Return each line below exactly as it reads, and omit any image in it.

## Information provided
::::
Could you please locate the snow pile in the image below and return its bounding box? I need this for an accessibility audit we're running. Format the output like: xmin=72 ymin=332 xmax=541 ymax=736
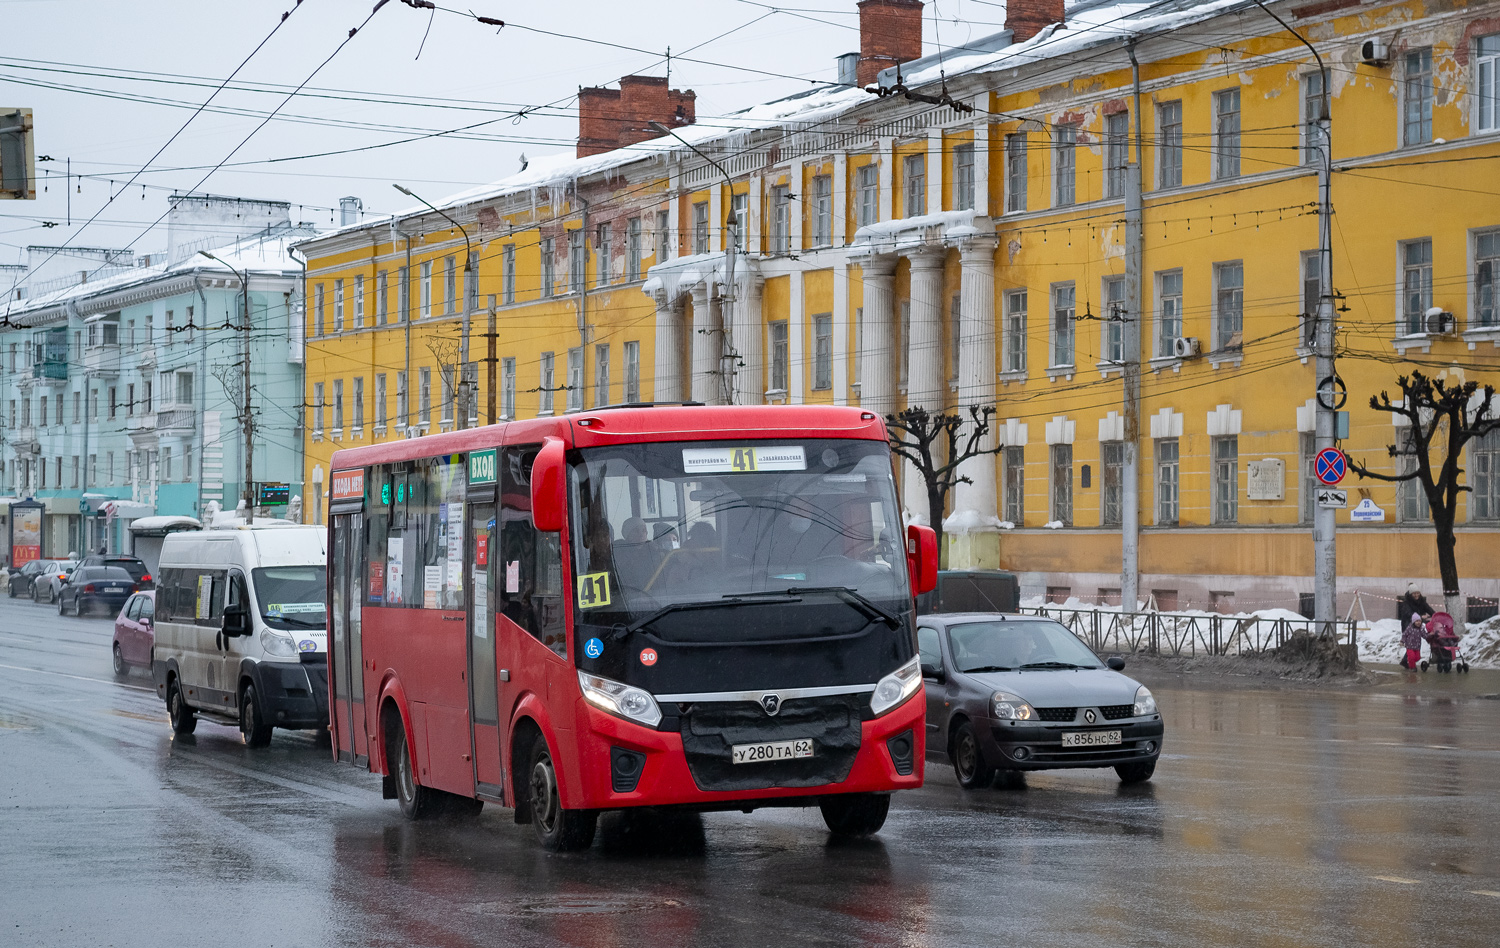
xmin=943 ymin=508 xmax=1005 ymax=536
xmin=1355 ymin=616 xmax=1500 ymax=668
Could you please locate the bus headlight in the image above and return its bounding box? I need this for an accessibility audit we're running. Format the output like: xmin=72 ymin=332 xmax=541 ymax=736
xmin=261 ymin=629 xmax=296 ymax=657
xmin=578 ymin=671 xmax=662 ymax=729
xmin=870 ymin=657 xmax=922 ymax=716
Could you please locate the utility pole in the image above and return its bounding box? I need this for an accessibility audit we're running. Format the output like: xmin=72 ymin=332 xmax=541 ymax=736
xmin=1121 ymin=47 xmax=1145 ymax=613
xmin=486 ymin=296 xmax=497 ymax=424
xmin=394 ymin=184 xmax=474 ymax=428
xmin=200 ymin=251 xmax=253 ymax=524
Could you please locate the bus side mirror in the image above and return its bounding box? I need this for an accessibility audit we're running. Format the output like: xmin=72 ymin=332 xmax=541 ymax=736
::::
## Task result
Could you please locate the snow pile in the image below and return its bounding box? I need this for an accessibility audit we're running. Format the output like: xmin=72 ymin=332 xmax=541 ymax=736
xmin=943 ymin=508 xmax=1005 ymax=536
xmin=1355 ymin=616 xmax=1500 ymax=668
Could you please locate the bus headlight in the image above and return its bounding box? I need this for an accessibility audit we're running. Format the output like: xmin=72 ymin=332 xmax=541 ymax=736
xmin=261 ymin=629 xmax=296 ymax=657
xmin=578 ymin=671 xmax=662 ymax=729
xmin=870 ymin=657 xmax=922 ymax=716
Could you please locate the utility pole in the image above and return its bounding box? I need this for an accessibility audit we're running. Format the output like: xmin=72 ymin=332 xmax=541 ymax=736
xmin=1121 ymin=47 xmax=1145 ymax=613
xmin=486 ymin=296 xmax=497 ymax=424
xmin=394 ymin=184 xmax=474 ymax=428
xmin=200 ymin=251 xmax=253 ymax=524
Could you please locate the bus side mirror in the image above and return its bounding box? I need this for an accessibility audit we're running. Format the output like: xmin=72 ymin=332 xmax=541 ymax=736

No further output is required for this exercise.